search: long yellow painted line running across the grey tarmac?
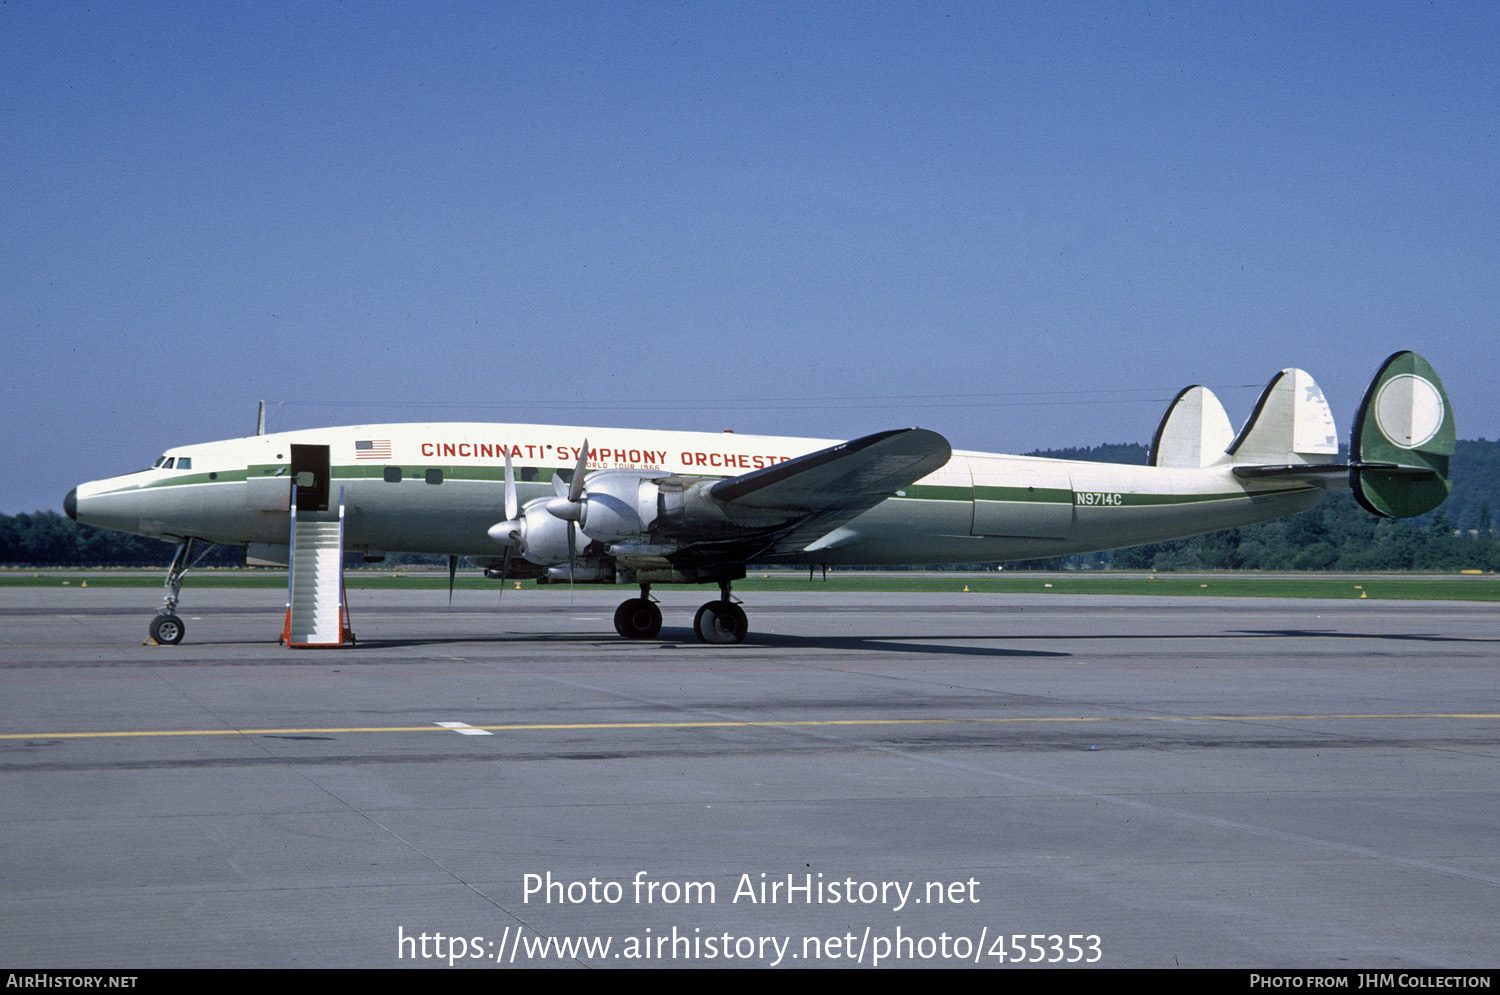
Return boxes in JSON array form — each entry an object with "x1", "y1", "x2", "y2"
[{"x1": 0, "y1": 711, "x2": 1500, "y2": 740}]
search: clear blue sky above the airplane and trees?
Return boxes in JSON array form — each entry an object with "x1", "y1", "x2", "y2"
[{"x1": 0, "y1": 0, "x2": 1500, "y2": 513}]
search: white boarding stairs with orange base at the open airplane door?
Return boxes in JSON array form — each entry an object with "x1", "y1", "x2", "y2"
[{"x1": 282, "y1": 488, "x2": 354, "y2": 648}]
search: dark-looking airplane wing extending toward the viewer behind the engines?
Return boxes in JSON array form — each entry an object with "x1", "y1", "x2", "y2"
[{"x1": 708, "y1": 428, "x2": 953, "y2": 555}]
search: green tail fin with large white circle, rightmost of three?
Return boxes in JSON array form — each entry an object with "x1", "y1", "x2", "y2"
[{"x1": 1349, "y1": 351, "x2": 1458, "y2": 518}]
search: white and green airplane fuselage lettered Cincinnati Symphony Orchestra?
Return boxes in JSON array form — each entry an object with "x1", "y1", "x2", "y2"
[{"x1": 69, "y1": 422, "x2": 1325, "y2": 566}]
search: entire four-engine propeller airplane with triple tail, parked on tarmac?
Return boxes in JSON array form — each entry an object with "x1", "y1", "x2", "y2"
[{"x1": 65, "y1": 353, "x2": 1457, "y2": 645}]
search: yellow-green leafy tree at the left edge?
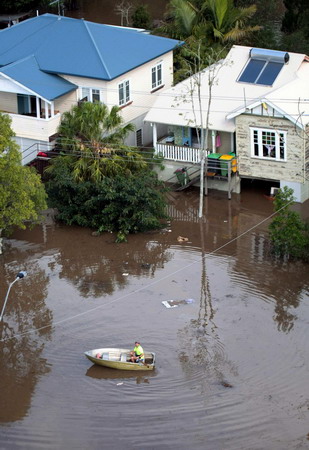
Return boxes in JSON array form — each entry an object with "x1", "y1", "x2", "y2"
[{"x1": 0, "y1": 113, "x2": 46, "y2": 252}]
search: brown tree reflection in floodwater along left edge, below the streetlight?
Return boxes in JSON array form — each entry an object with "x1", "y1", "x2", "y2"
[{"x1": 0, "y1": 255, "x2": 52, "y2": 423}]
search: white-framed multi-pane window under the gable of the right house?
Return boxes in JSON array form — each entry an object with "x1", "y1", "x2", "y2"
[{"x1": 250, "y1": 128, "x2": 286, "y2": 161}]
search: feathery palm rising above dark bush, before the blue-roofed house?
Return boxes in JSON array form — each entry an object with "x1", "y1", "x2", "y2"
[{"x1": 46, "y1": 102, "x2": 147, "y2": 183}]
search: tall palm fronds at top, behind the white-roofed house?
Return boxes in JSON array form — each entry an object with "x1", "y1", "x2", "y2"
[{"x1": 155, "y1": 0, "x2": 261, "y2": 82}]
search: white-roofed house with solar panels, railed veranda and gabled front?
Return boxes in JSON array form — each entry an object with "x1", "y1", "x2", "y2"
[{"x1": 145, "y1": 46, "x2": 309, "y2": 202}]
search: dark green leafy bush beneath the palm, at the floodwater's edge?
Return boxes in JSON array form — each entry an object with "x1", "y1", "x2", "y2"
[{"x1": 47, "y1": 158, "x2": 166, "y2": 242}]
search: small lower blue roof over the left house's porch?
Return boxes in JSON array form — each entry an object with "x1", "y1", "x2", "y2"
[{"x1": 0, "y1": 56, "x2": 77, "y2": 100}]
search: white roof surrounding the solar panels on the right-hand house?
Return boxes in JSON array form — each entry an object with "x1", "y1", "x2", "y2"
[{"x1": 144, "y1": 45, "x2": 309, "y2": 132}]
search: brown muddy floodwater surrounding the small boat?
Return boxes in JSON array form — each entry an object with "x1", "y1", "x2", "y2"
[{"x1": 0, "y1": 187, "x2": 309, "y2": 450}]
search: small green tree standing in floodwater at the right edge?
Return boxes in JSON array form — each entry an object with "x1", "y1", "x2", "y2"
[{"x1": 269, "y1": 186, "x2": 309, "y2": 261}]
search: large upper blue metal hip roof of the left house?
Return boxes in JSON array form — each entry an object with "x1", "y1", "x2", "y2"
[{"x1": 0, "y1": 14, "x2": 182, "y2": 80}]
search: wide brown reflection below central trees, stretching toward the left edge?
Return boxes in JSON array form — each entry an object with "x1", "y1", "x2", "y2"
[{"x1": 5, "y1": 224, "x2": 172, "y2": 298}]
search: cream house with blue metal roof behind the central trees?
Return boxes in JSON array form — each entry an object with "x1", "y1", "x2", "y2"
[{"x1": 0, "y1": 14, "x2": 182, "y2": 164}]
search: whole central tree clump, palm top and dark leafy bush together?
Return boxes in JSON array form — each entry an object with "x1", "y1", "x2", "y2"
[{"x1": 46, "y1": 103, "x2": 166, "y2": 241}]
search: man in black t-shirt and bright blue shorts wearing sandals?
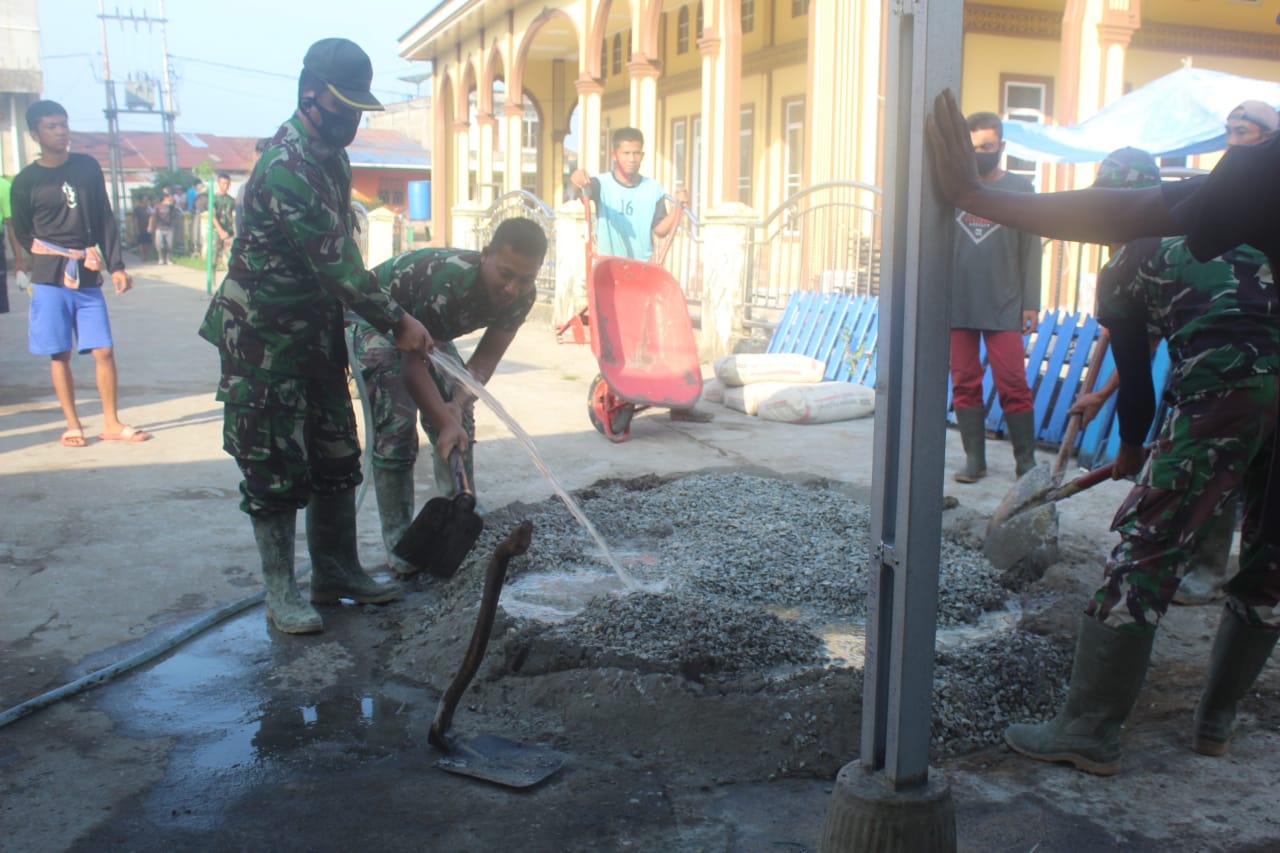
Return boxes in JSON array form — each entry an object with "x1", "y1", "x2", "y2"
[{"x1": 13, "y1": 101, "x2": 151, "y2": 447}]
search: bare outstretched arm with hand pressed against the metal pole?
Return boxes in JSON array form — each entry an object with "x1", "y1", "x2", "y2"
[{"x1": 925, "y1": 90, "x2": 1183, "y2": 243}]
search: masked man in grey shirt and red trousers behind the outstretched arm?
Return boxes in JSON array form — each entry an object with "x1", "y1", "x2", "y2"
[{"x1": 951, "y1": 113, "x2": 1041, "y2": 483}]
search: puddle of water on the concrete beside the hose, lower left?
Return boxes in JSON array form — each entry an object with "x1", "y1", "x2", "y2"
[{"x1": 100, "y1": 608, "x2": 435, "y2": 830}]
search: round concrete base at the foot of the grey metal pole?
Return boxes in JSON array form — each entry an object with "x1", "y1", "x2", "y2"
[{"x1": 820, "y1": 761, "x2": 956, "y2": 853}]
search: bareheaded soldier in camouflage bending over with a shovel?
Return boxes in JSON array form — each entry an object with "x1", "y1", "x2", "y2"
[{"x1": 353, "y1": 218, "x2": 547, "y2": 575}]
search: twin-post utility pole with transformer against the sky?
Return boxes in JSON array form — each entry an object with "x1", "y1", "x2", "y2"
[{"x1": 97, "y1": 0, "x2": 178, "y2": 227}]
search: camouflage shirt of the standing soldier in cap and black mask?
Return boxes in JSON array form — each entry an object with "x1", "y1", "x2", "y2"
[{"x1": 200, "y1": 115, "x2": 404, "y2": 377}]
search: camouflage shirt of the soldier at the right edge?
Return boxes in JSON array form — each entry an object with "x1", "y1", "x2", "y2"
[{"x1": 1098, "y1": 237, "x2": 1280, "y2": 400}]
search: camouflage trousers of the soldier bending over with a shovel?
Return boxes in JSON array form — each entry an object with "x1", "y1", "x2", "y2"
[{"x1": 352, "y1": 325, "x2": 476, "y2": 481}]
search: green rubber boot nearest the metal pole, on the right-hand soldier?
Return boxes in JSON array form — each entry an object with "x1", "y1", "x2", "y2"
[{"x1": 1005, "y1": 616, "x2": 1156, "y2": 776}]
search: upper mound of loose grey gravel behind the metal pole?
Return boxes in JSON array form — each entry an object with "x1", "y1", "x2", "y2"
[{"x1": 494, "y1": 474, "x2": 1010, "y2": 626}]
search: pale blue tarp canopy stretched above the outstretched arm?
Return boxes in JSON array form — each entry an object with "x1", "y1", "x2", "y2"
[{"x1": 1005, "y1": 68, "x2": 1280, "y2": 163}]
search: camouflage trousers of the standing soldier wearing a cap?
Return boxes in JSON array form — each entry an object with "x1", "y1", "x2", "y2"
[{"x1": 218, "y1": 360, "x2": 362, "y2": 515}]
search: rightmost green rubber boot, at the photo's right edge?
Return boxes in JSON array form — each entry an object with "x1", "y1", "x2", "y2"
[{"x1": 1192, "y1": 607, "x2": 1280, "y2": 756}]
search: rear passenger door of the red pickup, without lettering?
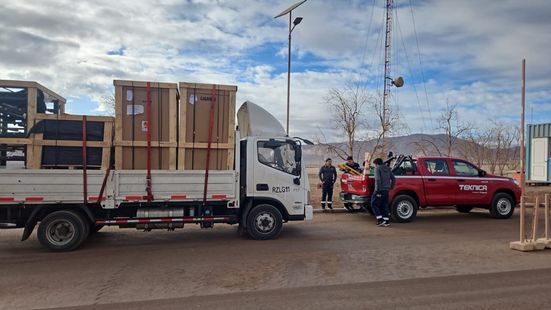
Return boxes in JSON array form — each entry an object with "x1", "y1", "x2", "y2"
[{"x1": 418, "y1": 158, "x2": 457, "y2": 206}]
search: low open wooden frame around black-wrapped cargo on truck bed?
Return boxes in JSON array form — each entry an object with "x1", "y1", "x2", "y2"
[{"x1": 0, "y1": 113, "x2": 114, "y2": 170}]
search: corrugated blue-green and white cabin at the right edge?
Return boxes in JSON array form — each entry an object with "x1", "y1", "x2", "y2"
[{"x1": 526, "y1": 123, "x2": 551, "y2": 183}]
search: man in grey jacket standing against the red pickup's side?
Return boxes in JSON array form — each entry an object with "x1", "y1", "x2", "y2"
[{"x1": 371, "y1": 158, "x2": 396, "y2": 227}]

#### Required work:
What goes in the answer is the run of lines from the one holding "search: man in grey" to the end of the entries, reproduced exactly and with nothing else.

#### Task answer:
search: man in grey jacket standing against the red pickup's side?
Return boxes in JSON array form — each entry an object with "x1", "y1", "x2", "y2"
[{"x1": 371, "y1": 158, "x2": 396, "y2": 227}]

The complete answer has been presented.